BEGIN PASSAGE TO READ
According to many economists, global economies are poised for another seismic shift coming out of COVID-19 lockdown that could be as traumatically far-reaching as the downward spiral triggered by the pandemic.
Governments are already being warned that the projected ‘V-shaped’ recovery - a rapid recovery following a steep decline - could spark an out-off-control inflationary firestorm with equally far-reaching economic and social consequences.
How and when to reopen is a very winding road on the path to recovery.
And like our main article in this edition, that winding road, if not carefully and cautiously navigated could end up at a very ‘un-merry-go-round’ where we end up just fiddling around the edges of the key issues while the burning challenges are left untouched. Invariably and inevitably forming a path of their own.
Such is the case we are now witnessing with the choking bottleneck and Hurley’s Roundabout, a metaphor of sorts deadlock between gridlock and growth.
How to recover the economy, what shape will it take, how to rebalance the economy while at the same time learning to live with the clear and present danger of Covid?
As was the case with its predecessors, and is the case with governments around the world, the current Cayman Islands government is forced to walk the tightrope of a veritable balance of lives over livelihoods.
No doubt this will occupy the mind and much of the time of the government when the budget is presented in the coming weeks.
No one expert or entity has all the answers to the many questions confronting Cayman as we look at reopening.
It’s going to take all hands-on deck if we are to avoid the calamitous gridlock where economic recovery, planned ‘developments’ - some already in the pipeline - and our very way of life are faced with the biggest challenge we’ve experienced in recent memory.
On that HE Governor Martyn Roper and Hon. Premier Wayne Panton are both right.
END PASSAGE TO READ
BEGIN DATA EXCERPTS
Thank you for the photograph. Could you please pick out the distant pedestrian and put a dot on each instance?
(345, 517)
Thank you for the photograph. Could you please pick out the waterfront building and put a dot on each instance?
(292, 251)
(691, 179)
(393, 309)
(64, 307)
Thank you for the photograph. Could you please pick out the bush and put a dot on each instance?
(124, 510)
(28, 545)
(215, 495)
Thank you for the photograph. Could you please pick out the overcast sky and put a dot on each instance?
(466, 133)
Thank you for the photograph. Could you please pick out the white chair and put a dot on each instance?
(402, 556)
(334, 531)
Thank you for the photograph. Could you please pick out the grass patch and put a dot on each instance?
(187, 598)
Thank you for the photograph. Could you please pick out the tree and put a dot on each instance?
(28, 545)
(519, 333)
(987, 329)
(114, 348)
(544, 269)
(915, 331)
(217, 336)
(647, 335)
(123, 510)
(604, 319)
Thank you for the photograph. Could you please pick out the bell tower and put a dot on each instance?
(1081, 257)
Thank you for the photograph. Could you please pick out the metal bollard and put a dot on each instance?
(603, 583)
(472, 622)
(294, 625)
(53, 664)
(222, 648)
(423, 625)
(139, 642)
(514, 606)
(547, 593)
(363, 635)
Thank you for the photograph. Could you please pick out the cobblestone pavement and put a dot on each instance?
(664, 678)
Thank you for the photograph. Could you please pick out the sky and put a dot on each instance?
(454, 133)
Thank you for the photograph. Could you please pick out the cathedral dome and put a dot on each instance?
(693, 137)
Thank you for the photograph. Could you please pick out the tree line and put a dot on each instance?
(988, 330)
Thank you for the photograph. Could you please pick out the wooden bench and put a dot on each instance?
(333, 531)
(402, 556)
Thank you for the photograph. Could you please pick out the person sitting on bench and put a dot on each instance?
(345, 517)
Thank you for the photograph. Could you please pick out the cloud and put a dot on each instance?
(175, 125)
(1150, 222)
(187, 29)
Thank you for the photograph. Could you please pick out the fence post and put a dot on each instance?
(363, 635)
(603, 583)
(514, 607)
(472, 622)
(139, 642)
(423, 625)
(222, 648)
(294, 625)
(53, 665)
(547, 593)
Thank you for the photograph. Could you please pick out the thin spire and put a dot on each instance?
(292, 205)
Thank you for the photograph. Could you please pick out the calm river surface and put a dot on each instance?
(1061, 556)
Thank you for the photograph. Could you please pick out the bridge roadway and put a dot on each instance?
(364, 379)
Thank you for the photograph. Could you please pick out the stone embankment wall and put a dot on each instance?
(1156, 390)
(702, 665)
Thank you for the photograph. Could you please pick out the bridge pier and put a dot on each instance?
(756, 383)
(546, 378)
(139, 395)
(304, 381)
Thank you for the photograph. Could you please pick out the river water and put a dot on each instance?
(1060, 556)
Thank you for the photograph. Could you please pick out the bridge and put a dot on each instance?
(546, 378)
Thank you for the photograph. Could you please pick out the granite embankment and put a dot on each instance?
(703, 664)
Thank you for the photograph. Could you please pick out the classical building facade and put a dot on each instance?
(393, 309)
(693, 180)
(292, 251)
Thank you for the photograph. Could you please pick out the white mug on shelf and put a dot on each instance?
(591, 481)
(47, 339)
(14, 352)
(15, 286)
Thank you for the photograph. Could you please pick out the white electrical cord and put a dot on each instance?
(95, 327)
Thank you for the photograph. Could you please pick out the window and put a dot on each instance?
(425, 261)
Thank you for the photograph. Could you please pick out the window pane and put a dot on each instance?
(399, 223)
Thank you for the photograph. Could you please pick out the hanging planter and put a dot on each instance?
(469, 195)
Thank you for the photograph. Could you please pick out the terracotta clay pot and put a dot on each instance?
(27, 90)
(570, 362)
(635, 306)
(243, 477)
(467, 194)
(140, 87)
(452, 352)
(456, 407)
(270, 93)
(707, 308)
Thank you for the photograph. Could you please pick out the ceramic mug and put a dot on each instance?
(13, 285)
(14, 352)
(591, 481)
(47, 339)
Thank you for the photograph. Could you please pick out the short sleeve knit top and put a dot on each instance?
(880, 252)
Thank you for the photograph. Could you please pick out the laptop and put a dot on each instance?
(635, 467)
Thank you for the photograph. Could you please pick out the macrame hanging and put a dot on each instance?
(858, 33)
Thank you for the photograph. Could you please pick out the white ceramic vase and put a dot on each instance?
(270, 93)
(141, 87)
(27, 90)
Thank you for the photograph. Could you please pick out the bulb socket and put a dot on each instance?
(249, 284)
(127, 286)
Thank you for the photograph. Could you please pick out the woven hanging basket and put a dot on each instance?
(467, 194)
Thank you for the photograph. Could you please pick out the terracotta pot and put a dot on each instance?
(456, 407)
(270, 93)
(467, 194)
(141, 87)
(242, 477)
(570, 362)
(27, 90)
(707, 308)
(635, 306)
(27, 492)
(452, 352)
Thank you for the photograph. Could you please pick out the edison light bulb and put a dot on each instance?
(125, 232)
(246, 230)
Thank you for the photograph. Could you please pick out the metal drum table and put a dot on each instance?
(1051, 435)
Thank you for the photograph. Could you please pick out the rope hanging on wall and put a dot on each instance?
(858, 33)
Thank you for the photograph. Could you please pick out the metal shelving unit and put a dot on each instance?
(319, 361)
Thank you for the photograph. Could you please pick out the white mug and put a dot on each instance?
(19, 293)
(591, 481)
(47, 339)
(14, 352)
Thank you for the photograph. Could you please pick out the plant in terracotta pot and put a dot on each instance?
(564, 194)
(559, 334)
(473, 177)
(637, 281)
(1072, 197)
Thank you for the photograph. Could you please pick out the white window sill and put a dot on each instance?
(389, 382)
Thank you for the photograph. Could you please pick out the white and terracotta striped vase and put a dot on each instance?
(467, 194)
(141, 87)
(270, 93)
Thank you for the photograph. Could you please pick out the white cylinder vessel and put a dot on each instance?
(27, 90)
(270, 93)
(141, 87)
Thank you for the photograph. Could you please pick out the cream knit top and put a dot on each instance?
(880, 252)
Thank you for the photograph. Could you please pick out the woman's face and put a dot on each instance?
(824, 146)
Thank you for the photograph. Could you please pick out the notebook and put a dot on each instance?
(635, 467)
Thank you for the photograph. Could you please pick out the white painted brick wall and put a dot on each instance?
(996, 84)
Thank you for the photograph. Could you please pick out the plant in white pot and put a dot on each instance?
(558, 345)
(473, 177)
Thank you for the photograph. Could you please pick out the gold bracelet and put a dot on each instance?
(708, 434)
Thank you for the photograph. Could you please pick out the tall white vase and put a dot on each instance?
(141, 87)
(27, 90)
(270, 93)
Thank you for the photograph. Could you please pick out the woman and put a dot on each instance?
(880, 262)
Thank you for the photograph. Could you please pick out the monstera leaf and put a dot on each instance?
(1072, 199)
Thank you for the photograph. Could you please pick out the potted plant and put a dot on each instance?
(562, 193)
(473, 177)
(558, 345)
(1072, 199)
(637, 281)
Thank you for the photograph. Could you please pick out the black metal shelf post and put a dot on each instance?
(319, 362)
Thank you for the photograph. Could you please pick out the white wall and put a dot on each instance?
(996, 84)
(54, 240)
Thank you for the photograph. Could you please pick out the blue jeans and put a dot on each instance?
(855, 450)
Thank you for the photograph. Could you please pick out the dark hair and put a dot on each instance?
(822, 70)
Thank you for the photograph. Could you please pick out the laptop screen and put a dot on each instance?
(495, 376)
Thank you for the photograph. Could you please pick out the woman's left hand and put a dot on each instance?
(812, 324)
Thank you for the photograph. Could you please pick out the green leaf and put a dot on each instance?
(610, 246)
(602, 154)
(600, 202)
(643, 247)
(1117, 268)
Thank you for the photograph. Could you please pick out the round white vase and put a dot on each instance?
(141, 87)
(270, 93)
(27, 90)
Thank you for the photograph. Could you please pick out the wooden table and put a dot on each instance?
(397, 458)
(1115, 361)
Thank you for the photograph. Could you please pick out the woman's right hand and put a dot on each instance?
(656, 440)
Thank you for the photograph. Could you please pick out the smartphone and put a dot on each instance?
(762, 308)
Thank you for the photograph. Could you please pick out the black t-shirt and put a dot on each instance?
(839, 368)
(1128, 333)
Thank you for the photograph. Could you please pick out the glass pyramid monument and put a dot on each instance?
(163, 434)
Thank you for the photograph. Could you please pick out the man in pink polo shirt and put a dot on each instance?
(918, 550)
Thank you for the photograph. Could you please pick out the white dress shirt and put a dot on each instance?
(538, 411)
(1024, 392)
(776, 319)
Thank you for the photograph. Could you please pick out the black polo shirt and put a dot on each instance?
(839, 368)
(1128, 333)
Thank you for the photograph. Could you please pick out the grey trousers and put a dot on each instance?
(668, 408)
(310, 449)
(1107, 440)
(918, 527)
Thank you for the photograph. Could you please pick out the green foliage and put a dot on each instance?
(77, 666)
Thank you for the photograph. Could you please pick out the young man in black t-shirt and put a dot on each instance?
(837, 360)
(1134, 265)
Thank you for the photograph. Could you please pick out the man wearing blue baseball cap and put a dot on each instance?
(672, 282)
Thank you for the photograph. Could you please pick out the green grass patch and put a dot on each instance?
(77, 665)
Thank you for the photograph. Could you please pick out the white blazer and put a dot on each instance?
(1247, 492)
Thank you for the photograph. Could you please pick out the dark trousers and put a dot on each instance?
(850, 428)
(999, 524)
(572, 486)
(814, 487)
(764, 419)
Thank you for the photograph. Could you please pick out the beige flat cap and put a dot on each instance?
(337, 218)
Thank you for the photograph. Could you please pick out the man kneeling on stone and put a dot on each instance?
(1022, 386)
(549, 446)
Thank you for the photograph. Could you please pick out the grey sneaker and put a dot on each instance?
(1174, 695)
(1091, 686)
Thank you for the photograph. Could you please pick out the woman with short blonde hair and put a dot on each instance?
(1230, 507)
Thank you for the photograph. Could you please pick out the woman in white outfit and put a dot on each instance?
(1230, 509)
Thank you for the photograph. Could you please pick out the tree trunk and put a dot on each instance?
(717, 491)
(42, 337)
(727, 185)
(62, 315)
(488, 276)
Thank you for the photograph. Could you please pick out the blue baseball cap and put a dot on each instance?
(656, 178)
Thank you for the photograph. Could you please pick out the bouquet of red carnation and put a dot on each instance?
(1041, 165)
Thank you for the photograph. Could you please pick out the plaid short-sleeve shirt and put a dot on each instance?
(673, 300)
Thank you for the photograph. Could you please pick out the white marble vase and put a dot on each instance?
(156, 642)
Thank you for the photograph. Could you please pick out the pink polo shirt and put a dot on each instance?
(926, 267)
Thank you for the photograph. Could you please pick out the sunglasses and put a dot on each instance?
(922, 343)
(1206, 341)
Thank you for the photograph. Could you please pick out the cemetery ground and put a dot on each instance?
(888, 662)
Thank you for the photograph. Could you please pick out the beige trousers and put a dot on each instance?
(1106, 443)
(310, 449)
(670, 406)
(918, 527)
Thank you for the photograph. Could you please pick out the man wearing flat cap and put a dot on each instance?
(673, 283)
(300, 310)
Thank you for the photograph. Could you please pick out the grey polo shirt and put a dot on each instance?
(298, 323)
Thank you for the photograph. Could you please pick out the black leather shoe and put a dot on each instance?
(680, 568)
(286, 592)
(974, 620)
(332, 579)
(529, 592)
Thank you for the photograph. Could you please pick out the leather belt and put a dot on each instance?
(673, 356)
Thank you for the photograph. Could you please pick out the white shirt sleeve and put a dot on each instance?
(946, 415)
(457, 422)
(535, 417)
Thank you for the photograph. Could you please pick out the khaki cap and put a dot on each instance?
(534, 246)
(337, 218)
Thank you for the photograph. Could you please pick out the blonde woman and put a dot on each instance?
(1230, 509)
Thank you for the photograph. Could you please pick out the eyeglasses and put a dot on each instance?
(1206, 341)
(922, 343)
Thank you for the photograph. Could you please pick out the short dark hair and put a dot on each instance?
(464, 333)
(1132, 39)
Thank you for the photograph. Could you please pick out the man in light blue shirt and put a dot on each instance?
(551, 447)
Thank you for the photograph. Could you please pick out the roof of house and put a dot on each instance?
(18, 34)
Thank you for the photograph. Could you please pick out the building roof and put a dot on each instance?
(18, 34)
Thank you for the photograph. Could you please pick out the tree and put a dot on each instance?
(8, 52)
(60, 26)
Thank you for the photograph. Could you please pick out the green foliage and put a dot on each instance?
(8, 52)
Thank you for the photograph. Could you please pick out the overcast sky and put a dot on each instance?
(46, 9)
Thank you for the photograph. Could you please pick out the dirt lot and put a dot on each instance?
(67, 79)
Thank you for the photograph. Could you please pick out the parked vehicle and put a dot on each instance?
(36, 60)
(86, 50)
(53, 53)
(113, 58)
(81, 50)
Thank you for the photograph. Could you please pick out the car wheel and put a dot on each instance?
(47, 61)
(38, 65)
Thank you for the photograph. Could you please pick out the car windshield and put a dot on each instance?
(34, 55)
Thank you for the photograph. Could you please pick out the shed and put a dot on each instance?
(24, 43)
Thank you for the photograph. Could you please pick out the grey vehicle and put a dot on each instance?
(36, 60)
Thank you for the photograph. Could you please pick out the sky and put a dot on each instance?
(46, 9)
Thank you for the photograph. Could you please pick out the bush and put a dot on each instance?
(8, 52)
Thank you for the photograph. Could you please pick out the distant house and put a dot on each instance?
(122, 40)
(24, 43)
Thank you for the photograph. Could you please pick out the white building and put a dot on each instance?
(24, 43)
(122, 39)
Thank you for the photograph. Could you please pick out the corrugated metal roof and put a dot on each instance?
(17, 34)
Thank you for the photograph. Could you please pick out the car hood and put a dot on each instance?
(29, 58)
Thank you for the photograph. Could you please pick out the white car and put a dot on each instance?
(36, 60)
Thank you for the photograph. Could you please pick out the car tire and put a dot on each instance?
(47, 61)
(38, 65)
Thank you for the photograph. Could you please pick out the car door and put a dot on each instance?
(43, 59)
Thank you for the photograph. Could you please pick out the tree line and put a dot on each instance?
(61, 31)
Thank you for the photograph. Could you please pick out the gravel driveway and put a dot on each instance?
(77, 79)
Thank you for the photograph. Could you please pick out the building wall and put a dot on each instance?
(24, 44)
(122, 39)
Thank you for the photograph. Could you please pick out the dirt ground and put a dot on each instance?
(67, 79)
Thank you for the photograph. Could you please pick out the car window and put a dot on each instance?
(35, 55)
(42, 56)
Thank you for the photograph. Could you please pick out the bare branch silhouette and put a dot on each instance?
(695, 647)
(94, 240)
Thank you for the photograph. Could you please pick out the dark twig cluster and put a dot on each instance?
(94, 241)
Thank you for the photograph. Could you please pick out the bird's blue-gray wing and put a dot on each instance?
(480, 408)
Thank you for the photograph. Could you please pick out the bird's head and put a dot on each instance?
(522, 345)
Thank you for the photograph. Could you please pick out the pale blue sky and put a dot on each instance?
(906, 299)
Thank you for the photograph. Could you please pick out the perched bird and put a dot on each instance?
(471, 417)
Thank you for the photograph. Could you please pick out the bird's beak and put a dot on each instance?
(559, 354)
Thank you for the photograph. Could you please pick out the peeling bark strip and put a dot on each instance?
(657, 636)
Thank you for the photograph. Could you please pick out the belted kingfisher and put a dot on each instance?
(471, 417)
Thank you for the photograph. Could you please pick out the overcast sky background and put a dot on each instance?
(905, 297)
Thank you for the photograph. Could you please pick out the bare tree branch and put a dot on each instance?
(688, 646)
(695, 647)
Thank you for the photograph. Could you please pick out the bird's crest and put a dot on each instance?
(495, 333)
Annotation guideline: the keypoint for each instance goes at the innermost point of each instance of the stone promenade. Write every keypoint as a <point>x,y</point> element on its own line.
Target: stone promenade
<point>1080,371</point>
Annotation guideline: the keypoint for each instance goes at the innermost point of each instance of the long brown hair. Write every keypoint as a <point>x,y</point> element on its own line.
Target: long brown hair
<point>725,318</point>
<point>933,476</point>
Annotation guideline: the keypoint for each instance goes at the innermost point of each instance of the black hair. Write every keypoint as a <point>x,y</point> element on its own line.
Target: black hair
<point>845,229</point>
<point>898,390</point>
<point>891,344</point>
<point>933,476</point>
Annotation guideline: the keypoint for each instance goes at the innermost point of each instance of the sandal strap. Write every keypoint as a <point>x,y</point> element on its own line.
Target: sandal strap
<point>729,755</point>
END DATA EXCERPTS
WORK ORDER A - From the passage on reopening the Cayman Islands economy, print the part that begins at the words "As was the case" and stops after the words "look at reopening.".
WORK ORDER B - In the passage on reopening the Cayman Islands economy, what are all the things said to face the biggest challenge experienced in recent memory?
WORK ORDER C -
Decide whether each statement agrees with the passage on reopening the Cayman Islands economy, and support each yes or no with the deciding words quoted from it.
(i) A ‘V-shaped’ recovery is described as a rapid recovery following a steep decline.
(ii) One expert is said to have all the answers to the questions about reopening.
(iii) The budget is said to have been presented already.

OUTPUT A -
As was the case with its predecessors, and is the case with governments around the world, the current Cayman Islands government is forced to walk the tightrope of a veritable balance of lives over livelihoods.
No doubt this will occupy the mind and much of the time of the government when the budget is presented in the coming weeks.
No one expert or entity has all the answers to the many questions confronting Cayman as we look at reopening.

OUTPUT B -
- economic recovery
- planned ‘developments’, some already in the pipeline
- our very way of life

OUTPUT C -
(i) Yes: "the projected ‘V-shaped’ recovery - a rapid recovery following a steep decline"
(ii) No: "No one expert or entity has all the answers to the many questions confronting Cayman as we look at reopening."
(iii) No: "when the budget is presented in the coming weeks"